▶ Data shown:
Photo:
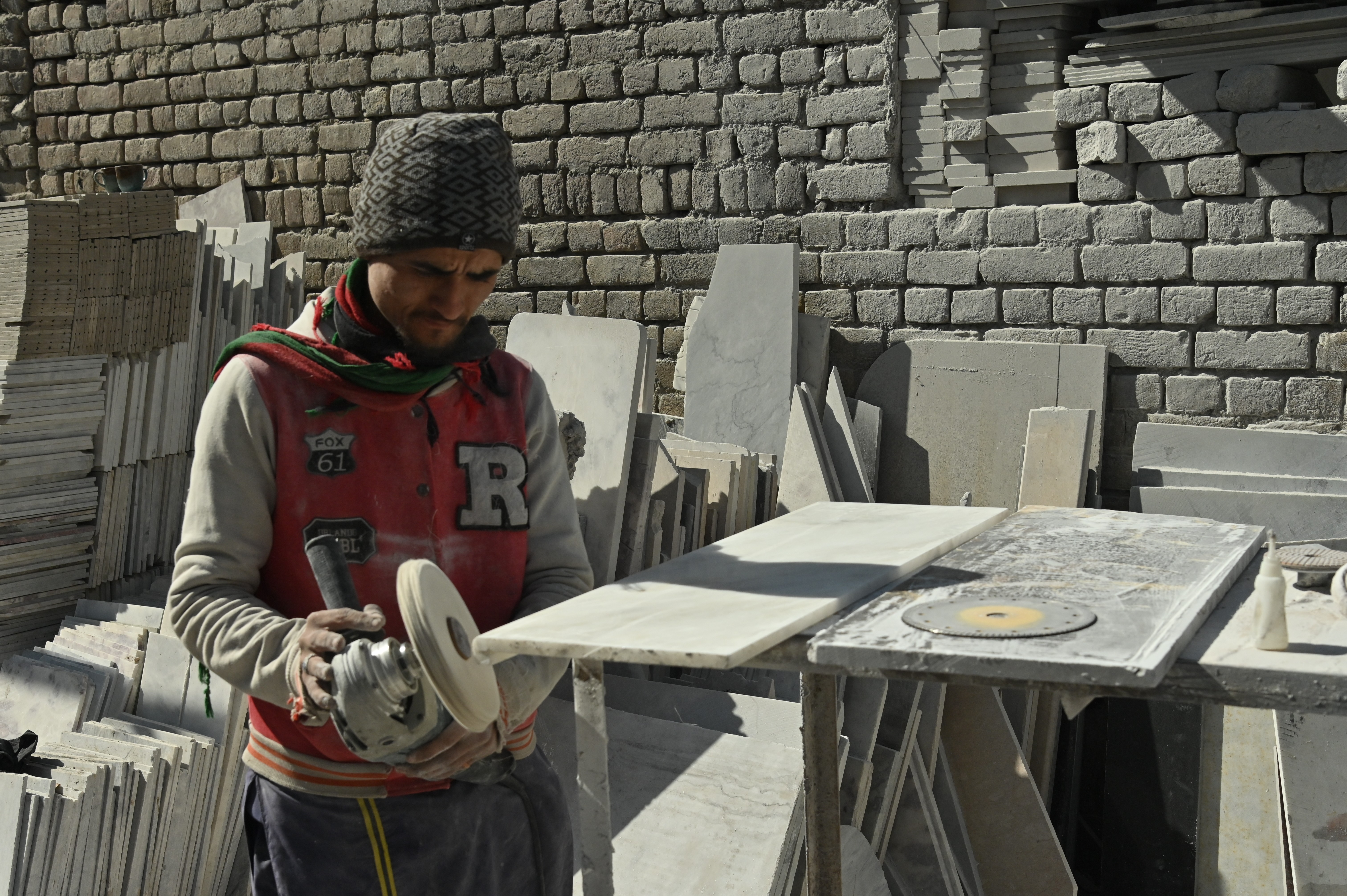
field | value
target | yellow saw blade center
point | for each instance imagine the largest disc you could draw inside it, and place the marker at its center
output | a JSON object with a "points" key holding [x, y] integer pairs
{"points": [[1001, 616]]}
==
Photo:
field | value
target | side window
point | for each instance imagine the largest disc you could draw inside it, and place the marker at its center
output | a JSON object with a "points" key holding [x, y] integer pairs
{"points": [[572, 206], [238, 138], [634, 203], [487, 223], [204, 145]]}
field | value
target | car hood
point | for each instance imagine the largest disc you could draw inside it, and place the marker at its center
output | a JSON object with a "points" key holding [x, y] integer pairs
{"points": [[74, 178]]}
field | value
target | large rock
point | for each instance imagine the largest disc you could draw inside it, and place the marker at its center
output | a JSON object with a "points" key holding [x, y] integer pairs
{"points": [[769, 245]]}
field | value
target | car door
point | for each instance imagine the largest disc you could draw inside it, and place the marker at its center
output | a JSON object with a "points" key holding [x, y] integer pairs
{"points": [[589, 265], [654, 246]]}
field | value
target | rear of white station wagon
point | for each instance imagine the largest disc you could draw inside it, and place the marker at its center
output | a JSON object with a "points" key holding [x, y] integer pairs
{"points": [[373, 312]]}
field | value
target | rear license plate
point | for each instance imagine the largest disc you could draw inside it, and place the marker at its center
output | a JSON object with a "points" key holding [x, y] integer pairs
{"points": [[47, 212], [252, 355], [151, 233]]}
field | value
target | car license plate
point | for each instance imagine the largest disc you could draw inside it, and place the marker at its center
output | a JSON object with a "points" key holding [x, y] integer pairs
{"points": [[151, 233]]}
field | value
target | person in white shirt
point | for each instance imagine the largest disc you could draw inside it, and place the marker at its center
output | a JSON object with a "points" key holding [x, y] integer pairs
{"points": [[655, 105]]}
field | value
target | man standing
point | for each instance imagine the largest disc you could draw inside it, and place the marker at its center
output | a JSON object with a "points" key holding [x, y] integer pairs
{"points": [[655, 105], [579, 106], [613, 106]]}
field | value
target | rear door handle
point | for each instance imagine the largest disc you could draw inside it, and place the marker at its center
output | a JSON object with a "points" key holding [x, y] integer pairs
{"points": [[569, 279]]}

▶ Required action:
From the entries, report each line that includes the word "target".

▶ Task solution:
target | yellow saw blade center
target | side window
target | car hood
target | large rock
target | car door
target | rear of white station wagon
target | rear license plate
target | car license plate
target | person in white shirt
target | man standing
target | rear door handle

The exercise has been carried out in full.